(Direction) Nothing but the lines from the line with "Please locate the knit" through the end of the data is to be copied, and each is to be copied exactly.

(Information supplied)

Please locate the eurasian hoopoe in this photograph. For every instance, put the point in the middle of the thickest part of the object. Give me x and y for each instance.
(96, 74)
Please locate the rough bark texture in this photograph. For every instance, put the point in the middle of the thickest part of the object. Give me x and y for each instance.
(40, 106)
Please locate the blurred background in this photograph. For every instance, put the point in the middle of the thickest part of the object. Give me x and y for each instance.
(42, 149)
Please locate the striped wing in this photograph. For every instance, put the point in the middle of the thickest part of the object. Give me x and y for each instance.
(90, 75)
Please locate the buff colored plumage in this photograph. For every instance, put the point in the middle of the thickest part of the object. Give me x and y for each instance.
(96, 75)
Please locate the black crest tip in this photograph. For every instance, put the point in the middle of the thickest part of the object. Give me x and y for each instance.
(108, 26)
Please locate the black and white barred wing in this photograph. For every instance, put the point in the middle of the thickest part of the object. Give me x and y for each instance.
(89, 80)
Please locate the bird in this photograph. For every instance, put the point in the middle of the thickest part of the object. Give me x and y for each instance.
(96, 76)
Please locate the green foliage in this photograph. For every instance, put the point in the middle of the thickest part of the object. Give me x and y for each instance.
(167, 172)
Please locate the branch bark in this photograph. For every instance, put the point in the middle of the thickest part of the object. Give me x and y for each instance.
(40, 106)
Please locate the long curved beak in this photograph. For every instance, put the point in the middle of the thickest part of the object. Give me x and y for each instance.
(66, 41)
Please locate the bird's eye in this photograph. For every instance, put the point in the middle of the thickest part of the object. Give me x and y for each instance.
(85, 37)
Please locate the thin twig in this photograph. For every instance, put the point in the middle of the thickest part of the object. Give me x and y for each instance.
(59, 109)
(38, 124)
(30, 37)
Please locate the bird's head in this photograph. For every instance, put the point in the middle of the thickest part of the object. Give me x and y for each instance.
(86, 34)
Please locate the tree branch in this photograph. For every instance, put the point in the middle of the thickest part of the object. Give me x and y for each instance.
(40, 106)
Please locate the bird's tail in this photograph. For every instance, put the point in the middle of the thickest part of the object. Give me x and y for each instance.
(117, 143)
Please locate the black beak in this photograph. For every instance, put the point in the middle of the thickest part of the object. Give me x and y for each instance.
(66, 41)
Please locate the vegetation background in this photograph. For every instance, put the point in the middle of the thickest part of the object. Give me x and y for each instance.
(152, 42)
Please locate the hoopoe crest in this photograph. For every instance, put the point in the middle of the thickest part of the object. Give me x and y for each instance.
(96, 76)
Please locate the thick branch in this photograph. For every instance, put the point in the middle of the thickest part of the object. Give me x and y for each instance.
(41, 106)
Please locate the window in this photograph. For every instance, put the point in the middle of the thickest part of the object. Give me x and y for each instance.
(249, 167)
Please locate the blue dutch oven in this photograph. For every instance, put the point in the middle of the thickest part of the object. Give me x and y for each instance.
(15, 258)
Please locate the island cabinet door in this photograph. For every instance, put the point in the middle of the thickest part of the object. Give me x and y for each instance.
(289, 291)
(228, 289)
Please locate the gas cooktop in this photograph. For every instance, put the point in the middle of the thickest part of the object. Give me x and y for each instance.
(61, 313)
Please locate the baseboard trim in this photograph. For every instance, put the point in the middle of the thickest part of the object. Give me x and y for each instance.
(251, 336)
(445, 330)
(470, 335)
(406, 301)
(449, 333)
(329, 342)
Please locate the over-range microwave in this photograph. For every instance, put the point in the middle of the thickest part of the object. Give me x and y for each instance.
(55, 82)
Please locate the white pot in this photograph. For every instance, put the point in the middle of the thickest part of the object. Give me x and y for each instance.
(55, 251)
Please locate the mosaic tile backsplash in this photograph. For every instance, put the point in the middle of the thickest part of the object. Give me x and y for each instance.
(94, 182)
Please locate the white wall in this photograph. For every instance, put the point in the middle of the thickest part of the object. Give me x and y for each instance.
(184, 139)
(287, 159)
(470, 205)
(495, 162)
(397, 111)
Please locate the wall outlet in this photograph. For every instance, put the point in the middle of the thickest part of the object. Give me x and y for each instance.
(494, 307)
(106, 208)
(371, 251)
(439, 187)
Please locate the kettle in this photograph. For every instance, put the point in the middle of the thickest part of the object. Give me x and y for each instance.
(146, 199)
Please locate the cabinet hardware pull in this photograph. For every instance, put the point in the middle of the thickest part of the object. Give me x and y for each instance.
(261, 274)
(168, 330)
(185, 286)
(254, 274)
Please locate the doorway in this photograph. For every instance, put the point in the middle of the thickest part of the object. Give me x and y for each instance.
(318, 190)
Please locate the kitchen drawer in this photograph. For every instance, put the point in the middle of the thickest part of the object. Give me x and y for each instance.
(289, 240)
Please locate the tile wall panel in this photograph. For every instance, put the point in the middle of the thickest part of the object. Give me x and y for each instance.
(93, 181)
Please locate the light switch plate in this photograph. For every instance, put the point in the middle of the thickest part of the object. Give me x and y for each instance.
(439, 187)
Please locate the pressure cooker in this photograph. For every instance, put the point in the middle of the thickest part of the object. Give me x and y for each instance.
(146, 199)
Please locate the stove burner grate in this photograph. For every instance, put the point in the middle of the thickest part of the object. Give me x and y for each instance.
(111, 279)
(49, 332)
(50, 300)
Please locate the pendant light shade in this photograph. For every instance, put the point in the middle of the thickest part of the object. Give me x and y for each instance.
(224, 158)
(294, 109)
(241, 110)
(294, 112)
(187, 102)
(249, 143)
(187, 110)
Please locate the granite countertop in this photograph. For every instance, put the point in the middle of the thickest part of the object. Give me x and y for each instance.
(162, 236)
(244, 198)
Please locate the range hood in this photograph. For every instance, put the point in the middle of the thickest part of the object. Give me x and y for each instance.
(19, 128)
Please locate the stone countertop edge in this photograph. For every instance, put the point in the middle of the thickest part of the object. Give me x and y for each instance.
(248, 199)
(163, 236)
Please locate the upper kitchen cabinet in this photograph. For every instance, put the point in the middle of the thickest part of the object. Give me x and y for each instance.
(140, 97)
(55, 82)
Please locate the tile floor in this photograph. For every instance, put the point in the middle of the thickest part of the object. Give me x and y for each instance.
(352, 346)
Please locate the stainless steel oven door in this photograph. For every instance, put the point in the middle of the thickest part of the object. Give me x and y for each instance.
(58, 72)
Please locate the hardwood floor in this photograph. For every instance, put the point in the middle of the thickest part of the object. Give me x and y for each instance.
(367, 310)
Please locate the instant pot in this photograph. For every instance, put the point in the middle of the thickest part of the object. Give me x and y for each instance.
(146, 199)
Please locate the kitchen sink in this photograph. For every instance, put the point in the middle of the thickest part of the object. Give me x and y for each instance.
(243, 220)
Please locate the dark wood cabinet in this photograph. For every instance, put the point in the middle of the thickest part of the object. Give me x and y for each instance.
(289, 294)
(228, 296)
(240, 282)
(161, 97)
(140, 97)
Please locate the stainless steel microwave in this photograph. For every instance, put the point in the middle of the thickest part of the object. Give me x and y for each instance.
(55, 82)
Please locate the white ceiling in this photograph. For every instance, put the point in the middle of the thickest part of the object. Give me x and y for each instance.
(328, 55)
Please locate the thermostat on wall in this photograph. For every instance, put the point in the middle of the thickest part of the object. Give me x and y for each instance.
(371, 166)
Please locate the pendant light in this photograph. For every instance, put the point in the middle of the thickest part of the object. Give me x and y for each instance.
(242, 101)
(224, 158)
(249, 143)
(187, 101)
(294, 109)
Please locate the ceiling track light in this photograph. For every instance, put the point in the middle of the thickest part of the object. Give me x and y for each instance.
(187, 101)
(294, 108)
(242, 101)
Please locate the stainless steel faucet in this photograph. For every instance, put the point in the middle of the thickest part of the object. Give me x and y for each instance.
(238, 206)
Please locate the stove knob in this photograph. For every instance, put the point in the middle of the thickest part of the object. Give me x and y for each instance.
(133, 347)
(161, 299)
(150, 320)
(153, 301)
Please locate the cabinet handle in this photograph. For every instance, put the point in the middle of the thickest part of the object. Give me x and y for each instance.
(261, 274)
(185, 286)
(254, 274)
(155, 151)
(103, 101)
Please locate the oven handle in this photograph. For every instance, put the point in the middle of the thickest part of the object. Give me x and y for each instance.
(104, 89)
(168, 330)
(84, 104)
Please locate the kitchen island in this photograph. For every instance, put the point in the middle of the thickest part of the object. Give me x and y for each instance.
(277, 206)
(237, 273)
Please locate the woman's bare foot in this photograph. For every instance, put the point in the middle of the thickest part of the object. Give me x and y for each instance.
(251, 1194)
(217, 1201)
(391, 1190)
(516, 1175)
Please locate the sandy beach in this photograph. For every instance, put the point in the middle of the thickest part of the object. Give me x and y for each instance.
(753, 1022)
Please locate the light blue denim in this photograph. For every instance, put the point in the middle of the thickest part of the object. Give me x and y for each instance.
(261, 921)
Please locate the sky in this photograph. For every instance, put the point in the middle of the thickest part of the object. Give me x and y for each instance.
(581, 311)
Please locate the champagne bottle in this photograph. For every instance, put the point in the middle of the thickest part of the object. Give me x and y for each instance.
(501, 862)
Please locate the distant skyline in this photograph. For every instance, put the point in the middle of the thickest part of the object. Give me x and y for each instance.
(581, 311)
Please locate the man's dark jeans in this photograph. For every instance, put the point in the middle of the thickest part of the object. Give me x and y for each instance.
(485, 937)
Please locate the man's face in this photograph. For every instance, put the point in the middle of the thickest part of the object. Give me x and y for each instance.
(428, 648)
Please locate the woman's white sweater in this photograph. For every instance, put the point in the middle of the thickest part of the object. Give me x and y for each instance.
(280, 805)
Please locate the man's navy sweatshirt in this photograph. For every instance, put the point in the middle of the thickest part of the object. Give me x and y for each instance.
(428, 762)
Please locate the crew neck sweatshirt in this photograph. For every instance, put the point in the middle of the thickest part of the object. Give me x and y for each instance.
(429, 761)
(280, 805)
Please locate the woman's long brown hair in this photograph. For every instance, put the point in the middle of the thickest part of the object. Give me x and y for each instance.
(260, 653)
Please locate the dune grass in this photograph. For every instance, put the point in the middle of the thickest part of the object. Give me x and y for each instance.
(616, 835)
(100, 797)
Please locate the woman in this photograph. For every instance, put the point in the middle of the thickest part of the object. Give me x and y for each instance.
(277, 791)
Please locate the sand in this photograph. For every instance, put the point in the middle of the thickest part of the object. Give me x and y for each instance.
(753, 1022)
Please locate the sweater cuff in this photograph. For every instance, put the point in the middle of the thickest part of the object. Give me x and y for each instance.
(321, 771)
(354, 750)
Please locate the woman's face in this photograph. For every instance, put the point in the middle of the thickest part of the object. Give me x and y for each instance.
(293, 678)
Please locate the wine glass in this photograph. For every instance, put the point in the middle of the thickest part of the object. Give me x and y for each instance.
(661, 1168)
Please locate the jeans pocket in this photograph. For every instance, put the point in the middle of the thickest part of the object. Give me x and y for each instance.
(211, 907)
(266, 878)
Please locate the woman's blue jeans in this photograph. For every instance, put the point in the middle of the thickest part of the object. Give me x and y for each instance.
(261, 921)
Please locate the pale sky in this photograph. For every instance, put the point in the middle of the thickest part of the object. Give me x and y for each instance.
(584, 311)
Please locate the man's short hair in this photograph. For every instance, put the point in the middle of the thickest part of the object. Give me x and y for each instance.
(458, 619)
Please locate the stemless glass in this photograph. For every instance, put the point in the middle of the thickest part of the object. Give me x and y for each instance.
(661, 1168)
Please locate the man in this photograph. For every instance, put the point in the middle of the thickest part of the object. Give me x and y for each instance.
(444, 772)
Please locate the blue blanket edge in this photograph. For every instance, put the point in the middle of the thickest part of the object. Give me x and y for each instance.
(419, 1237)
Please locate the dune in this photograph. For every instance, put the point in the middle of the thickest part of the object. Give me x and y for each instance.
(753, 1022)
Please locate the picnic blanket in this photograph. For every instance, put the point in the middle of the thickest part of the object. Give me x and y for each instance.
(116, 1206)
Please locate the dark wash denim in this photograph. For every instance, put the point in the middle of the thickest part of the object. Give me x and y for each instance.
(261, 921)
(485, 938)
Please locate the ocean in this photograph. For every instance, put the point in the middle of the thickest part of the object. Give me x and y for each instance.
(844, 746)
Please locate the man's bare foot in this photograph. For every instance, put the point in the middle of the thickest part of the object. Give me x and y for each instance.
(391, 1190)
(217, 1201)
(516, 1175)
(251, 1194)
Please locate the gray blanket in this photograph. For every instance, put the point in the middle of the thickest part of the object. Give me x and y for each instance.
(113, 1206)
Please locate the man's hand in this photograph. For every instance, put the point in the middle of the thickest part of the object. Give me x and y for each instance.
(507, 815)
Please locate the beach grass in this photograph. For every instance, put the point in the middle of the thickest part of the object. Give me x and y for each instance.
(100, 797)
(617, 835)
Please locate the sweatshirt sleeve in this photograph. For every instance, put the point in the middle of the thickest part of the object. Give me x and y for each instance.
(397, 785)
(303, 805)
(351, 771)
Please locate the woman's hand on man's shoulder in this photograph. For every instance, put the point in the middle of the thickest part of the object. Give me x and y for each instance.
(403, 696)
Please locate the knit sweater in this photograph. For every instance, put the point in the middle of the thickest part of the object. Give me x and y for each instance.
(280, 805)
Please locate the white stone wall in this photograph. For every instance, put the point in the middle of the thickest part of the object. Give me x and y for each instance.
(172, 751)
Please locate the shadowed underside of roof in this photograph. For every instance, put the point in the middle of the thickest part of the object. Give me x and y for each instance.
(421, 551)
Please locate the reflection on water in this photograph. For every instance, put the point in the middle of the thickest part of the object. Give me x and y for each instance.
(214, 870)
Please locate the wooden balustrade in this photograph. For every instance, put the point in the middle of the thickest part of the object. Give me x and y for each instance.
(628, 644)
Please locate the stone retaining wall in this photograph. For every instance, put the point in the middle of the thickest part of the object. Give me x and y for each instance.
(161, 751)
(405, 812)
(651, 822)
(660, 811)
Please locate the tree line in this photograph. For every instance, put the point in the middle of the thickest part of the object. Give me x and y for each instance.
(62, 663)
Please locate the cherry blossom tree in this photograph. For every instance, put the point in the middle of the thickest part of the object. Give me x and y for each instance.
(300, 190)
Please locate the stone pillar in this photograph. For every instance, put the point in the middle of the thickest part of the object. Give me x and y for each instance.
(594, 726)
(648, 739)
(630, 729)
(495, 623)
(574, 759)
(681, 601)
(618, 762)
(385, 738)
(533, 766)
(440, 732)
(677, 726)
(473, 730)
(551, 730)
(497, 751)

(Solution to this exercise)
Please locate the knit sweater in this photograph. For every instance, put the point in the middle of the thickest part of the object. Give me x and y for each instance.
(280, 805)
Please locate the white stone wall in this photograph. For every instance, put the point in the middle of the thickest part of the object. Give me x and y for each instance.
(172, 751)
Please locate the shadowed underside of roof in this photograph. For every instance, put the point in the middle of the thickest part of the object. Give me x and y for each instance.
(421, 551)
Please locate the reflection on water in this photograph. For every instance, put the point in the middle of the thickest part of the object. Give me x and y for each instance.
(214, 870)
Please locate the wooden balustrade in this photograph. For every instance, put the point in the middle of the thickest part of the object. Give me x and y for each instance.
(628, 644)
Please locate the stone retaining wall in this photograph. For every instance, put the point in the middle of the thickest part of the object. Give me x and y for each instance.
(161, 751)
(405, 812)
(651, 822)
(660, 811)
Please locate the tree line in this photograph. For every instance, put the point in the middle of the thickest part of the object. Give me x and y for each instance.
(62, 663)
Please locate the cherry blossom tree in this photograph. For every instance, put the point in the middle of the thickest part of the object. Give me x and y for each instance.
(300, 190)
Please locate the stone pillar in this photograph. For every instance, put the point in the middle of the thickest part of the object. Give me x and y for each instance.
(594, 726)
(648, 739)
(630, 729)
(495, 623)
(574, 759)
(681, 601)
(618, 762)
(385, 738)
(533, 766)
(440, 732)
(677, 726)
(473, 730)
(551, 730)
(497, 751)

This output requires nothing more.